**Given problem**
Locate "Could you point to the bus in" in the listing below, then output the line holding it and every line after it, exactly and with nothing else.

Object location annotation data
=====

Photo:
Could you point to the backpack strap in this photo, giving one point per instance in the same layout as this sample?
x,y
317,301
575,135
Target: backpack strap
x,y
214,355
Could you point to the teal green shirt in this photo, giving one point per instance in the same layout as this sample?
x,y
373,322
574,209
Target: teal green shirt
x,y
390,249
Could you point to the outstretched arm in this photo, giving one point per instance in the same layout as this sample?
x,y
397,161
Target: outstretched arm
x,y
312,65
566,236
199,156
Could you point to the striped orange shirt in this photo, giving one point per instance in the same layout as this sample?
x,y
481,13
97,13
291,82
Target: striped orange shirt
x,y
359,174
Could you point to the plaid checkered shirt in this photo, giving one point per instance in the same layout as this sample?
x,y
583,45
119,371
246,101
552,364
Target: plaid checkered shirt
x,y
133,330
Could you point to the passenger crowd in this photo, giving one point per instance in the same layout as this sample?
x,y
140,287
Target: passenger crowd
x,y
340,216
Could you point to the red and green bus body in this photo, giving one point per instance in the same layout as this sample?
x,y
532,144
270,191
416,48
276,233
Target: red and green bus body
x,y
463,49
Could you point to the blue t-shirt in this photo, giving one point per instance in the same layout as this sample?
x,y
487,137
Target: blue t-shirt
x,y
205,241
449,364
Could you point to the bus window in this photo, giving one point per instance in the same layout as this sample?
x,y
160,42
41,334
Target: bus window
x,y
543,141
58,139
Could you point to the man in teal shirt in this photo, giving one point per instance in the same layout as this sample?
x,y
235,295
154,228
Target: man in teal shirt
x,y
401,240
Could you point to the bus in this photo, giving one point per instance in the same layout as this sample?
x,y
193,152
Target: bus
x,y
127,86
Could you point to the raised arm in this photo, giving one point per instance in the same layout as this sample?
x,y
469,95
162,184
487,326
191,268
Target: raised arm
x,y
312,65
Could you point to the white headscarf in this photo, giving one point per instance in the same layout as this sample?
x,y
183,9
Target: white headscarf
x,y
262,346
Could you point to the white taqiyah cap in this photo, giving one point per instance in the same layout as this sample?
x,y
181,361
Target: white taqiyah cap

=====

**The answer**
Could you point to the bus in this photo, giving one point per instance in the same layout as this sample?
x,y
193,152
Target: bus
x,y
127,86
Could you point to the raised arm in this photo, giving one point per instance in the same layout as this sample?
x,y
469,95
162,184
487,326
191,268
Target: raised arm
x,y
312,65
Could you point to the white headscarf in this photo, giving one point per instance in the same layout as this sample?
x,y
183,9
Target: white headscarf
x,y
262,346
Could you point to the white taqiyah cap in this photo, giving one point per instance in the same layout as this sample?
x,y
181,361
Target: white taqiyah cap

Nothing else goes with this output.